"""

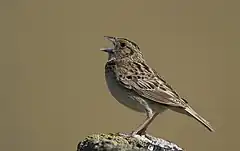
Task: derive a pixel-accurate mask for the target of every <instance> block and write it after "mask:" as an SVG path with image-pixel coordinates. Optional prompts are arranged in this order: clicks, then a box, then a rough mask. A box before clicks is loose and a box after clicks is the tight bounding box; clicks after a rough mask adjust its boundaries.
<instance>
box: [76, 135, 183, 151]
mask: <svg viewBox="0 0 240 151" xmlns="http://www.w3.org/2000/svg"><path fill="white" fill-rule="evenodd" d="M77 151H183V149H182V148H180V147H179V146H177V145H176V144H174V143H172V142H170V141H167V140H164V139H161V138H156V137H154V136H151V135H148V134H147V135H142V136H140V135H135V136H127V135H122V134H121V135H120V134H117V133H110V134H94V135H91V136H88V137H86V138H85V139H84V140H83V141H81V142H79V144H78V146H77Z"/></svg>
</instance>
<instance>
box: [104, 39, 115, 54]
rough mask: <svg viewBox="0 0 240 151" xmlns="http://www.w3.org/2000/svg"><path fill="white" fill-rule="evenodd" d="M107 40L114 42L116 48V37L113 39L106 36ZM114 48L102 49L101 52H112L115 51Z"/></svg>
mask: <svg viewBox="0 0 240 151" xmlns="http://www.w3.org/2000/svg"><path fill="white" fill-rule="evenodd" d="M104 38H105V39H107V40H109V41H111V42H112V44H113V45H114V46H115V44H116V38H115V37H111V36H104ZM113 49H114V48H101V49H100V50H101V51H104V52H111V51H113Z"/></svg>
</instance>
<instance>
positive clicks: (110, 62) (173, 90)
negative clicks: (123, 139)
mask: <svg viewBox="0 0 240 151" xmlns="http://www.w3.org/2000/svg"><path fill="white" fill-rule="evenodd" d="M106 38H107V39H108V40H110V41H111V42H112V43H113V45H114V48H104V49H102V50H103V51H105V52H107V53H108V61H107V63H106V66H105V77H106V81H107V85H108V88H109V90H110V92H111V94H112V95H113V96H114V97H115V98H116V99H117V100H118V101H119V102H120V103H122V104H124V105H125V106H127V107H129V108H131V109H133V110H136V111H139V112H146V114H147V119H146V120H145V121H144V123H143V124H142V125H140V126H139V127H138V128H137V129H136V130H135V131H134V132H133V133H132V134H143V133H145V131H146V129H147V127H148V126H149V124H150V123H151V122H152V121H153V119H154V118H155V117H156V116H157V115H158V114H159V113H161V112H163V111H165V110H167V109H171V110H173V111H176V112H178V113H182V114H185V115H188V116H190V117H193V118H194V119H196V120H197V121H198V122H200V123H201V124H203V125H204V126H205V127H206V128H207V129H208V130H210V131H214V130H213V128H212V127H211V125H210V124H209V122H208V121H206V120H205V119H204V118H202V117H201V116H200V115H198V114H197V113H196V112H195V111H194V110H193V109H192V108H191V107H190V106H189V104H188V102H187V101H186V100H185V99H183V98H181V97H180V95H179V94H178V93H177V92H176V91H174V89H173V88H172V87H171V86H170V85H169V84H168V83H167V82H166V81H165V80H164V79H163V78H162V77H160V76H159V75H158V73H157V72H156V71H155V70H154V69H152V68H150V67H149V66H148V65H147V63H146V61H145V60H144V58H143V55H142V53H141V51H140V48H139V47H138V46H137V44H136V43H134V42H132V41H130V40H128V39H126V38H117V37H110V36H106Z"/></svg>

"""
"""

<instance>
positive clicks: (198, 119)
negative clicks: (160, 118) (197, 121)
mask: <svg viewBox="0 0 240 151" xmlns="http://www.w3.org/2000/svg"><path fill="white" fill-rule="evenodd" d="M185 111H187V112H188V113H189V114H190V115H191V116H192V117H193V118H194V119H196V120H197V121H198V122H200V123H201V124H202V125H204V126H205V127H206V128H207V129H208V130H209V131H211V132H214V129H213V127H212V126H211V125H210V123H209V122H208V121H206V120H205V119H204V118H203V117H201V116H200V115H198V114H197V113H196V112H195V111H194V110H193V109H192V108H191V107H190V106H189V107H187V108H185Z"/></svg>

"""

**YOUR TASK:** How many lines in the records above contain the string "positive"? Reply with the number alone.

**ANSWER TO THE EXERCISE:** 2